→ **Records supplied**:
● ● ● ● ● ● ●

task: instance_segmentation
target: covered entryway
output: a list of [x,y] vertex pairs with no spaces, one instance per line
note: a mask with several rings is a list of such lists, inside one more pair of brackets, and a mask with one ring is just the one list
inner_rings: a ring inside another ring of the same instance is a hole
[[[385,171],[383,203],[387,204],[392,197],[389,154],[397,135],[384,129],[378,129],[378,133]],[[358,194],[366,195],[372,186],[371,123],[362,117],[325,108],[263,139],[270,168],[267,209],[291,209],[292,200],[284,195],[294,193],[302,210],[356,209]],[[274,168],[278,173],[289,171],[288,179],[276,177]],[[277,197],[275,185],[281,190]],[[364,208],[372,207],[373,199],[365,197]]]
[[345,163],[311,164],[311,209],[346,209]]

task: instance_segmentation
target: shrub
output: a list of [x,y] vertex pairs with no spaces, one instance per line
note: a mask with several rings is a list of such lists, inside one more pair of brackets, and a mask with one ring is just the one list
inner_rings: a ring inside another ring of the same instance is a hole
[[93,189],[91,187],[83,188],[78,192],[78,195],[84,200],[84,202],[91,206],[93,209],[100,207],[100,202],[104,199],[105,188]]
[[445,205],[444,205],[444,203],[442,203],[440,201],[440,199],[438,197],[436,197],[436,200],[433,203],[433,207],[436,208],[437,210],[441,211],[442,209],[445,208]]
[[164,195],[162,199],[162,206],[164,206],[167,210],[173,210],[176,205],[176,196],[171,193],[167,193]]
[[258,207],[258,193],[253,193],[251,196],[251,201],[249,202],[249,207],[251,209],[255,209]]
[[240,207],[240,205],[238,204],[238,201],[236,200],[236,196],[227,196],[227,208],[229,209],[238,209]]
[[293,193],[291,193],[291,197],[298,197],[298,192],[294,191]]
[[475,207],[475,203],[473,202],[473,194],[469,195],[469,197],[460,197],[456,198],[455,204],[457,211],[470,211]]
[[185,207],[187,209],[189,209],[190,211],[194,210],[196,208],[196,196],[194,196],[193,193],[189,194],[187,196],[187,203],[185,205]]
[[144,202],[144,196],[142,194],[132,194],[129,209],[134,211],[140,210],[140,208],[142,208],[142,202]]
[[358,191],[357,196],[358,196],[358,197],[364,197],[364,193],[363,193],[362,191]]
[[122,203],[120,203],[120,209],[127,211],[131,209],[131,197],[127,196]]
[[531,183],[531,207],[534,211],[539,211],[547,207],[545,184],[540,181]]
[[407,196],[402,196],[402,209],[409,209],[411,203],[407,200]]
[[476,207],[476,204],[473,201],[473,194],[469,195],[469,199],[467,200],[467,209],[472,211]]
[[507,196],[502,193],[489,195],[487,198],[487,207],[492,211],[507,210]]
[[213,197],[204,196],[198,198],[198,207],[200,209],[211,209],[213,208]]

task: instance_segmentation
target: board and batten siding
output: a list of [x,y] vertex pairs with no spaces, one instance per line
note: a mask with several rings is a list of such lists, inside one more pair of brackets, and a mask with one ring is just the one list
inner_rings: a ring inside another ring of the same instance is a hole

● ● ● ● ● ● ●

→ **Directions for this task**:
In full and without error, give the listing again.

→ **Solution**:
task: instance_segmentation
target: covered entryway
output: a list of [x,y] vertex pairs with no spaces, one instance per line
note: a mask with several rings is a list of such lists, inside one more pair of brackets, and a mask with one ring is just the one list
inner_rings: a ring inside another ring of the same instance is a hole
[[[385,171],[383,203],[387,204],[392,197],[389,154],[397,135],[384,129],[378,129],[378,133]],[[358,194],[366,195],[372,186],[371,123],[362,117],[325,108],[263,139],[270,168],[267,209],[291,209],[292,200],[284,195],[294,193],[302,210],[356,209]],[[274,168],[278,173],[289,171],[288,179],[276,177]],[[277,197],[275,185],[281,190]],[[364,208],[372,207],[373,199],[365,197]]]
[[345,163],[311,164],[311,209],[346,209]]

task: instance_segmentation
target: shrub
output: a list of [x,y] vertex pairs with no spaces, one instance per line
note: a mask with several rings is a list of such lists, inside one more pair of brackets, and a mask with one ring is just the one list
inner_rings: a ring inside another ring of the same instance is a hole
[[93,189],[91,187],[83,188],[78,192],[78,195],[84,200],[84,202],[91,206],[93,209],[100,207],[100,202],[104,199],[105,188]]
[[445,205],[444,205],[444,203],[442,203],[440,201],[440,199],[438,197],[436,197],[436,200],[433,203],[433,207],[436,208],[437,210],[441,211],[442,209],[445,208]]
[[164,195],[162,199],[162,206],[164,206],[167,210],[173,210],[176,205],[176,196],[171,193],[167,193]]
[[258,207],[258,193],[253,193],[251,196],[251,201],[249,202],[249,207],[251,209],[255,209]]
[[240,207],[240,205],[238,204],[238,201],[236,200],[236,196],[227,196],[227,208],[229,209],[238,209]]
[[293,193],[291,193],[291,197],[298,197],[298,192],[294,191]]
[[475,207],[475,203],[473,202],[473,194],[469,195],[469,197],[460,197],[456,198],[455,204],[457,211],[470,211]]
[[185,207],[187,209],[189,209],[190,211],[194,210],[196,208],[196,196],[194,196],[193,193],[189,194],[187,196],[187,203],[185,205]]
[[144,202],[144,196],[142,194],[132,194],[129,209],[134,211],[140,210],[140,208],[142,208],[142,202]]
[[358,191],[357,196],[358,196],[358,197],[364,197],[364,193],[363,193],[362,191]]
[[122,203],[120,203],[120,209],[127,211],[131,209],[131,197],[127,196]]
[[531,183],[531,207],[534,211],[539,211],[547,207],[545,184],[540,181]]
[[407,196],[402,196],[402,209],[409,209],[411,203],[407,200]]
[[476,207],[476,204],[473,201],[473,194],[469,195],[469,199],[467,200],[467,209],[472,211]]
[[507,196],[502,193],[489,195],[487,198],[487,207],[492,211],[507,210]]
[[213,197],[204,196],[198,198],[198,207],[200,209],[211,209],[213,208]]

task: instance_segmentation
target: board and batten siding
output: a list of [x,y] vertex pairs with no spaces, one instance per line
note: a mask with several rings is a list of such lists, inside one more pair of brackets, and a mask with one ring is just the one list
inner_rings: a ring inside another ring of the same instance is a hole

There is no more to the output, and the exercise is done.